> _SET TASK 1_
In the BMW pricing announcement, what is the Manufacturer's Suggested Retail Base Price of the 2018 R nineT Urban G/S?

> _PAGE EXTRACT_
— START —

# BMW Motorrad USA Announces Pricing for 2018 R nineT Urban G/S



## [email protected] (Aug 15, 2012)

BMW Motorrad USA is pleased to announce that the 2018 Model Year R nineT Urban G/S - due to arrive in dealer showrooms by -June - will have a Manufacturer's Suggested Retail Base Price of $12,995.00 (plus a $495.00 destination fee).

Inspired by BMW's 1980 R 80 G/S, the BMW R nineT Urban G/S is a contemporary rendition of a legendary classic enduro, right down to its red, white and blue BMW Motorsport colors and classic styling. Like BMW's flagship Heritage model - the R nineT - the Urban G/S features a potent, air/oil-cooled boxer engine with a capacity of 1,170 cc and an output of 81 kW (110 hp).

— END —

> _SET TASK 2_
Collect every line of the rows below that contains the string "tree".

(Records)
— START —

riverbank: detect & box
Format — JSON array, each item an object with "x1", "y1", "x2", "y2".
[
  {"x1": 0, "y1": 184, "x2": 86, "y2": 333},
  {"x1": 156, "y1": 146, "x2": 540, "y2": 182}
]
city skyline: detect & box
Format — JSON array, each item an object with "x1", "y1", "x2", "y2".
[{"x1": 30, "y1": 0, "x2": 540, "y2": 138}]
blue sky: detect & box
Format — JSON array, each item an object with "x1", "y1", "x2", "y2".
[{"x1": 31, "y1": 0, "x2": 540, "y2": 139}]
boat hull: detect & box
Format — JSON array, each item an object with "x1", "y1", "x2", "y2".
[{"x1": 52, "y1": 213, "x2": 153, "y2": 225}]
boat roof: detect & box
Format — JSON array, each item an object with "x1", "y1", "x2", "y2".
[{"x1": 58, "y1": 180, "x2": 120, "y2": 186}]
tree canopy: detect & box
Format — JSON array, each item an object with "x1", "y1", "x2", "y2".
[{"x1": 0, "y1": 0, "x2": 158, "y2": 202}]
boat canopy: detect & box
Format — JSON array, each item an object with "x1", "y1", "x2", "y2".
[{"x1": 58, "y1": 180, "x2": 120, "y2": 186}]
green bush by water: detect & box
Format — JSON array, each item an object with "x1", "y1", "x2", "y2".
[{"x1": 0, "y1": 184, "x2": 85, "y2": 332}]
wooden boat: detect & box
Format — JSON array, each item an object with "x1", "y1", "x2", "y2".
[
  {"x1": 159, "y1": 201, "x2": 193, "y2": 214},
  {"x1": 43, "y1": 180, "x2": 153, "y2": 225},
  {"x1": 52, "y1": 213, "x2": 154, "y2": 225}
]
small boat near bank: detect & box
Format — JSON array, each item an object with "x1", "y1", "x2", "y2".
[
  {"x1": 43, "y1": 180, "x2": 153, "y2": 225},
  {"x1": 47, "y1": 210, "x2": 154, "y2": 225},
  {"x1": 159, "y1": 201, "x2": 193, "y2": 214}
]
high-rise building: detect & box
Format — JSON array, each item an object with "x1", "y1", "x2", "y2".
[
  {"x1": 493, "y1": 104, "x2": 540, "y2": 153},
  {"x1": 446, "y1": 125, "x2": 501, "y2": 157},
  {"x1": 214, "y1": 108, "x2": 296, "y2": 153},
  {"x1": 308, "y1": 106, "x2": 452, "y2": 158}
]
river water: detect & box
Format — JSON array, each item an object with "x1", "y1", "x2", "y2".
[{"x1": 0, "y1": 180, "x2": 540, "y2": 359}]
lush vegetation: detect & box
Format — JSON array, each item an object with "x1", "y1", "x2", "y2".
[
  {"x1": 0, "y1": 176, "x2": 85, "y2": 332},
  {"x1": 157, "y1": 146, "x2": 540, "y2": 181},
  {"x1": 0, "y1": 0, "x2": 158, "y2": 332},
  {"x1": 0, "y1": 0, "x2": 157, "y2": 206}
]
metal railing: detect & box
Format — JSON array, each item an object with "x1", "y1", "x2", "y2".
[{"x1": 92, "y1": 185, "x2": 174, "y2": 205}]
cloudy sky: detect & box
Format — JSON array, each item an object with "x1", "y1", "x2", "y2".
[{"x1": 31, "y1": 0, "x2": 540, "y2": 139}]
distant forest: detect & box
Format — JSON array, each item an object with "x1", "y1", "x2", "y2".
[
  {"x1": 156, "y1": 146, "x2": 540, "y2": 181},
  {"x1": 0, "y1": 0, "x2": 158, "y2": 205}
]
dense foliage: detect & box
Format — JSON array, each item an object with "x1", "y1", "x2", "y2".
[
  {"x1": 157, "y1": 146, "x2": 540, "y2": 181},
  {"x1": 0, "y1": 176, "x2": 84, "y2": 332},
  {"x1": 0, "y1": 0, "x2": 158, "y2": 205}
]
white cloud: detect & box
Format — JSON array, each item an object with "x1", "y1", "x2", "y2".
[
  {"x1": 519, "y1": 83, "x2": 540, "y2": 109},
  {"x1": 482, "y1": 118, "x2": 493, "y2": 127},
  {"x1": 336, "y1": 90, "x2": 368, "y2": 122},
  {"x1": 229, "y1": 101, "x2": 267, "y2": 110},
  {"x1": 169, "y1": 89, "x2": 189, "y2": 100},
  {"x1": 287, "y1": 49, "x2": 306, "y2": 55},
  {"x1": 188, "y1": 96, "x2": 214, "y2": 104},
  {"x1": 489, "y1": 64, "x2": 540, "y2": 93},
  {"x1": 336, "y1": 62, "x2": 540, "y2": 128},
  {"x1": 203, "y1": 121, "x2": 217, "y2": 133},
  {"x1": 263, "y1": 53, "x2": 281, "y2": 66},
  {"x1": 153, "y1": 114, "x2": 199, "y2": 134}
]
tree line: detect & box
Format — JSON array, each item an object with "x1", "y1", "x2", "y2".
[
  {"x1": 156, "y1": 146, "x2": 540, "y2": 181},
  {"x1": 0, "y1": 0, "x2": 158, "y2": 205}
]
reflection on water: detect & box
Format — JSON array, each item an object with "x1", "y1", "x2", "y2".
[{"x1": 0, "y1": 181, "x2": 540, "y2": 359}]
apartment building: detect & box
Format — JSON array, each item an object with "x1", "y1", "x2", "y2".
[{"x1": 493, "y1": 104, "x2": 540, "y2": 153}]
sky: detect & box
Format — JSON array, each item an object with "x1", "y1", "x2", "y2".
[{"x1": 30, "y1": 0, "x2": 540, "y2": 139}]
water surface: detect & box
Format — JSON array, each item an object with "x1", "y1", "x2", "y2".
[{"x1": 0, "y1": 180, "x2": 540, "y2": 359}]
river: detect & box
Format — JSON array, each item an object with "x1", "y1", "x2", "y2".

— END —

> _CORRECT ANSWER 1_
$12,995.00, plus a $495.00 destination fee.

> _CORRECT ANSWER 2_
tree canopy: detect & box
tree line: detect & box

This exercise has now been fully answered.